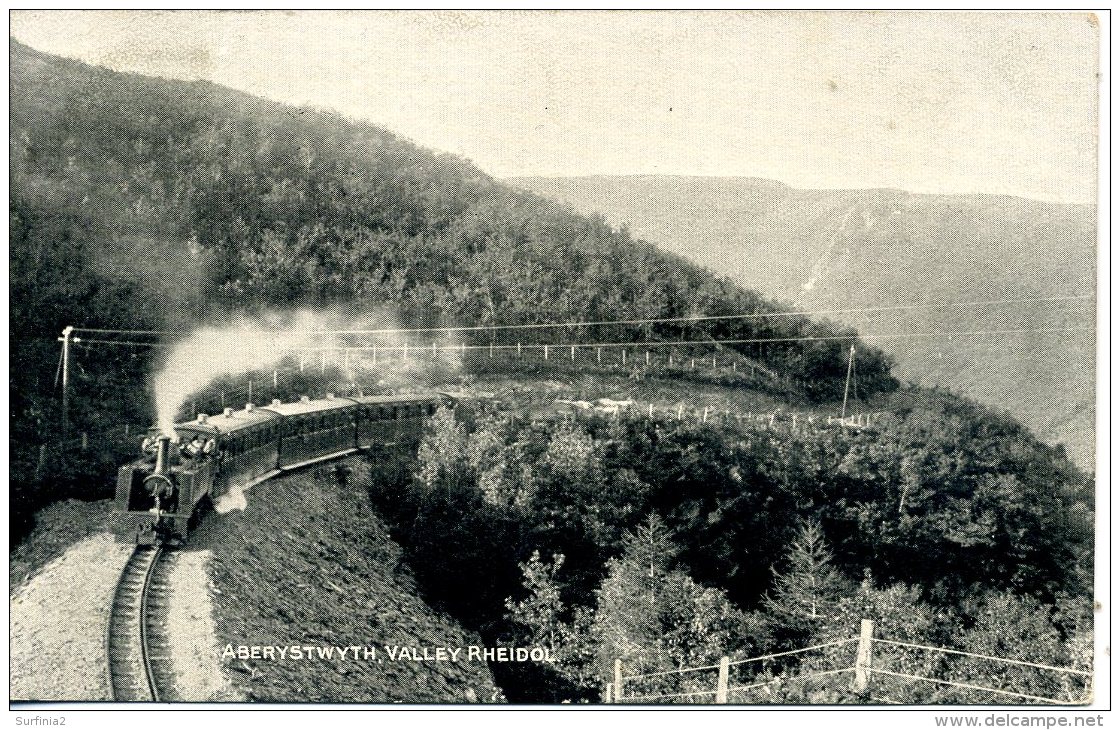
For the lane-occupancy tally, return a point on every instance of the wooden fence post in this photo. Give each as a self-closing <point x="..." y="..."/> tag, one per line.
<point x="618" y="680"/>
<point x="864" y="655"/>
<point x="721" y="682"/>
<point x="43" y="460"/>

● **Try it**
Pictures aside, reproduce every record exactly as it stands.

● **Your solution**
For the lane-occupancy tally, return a point on every instance of the wooden fence post in this photo. Give each as a self-closing <point x="..." y="..."/> tag, one per line.
<point x="618" y="680"/>
<point x="864" y="655"/>
<point x="721" y="682"/>
<point x="43" y="460"/>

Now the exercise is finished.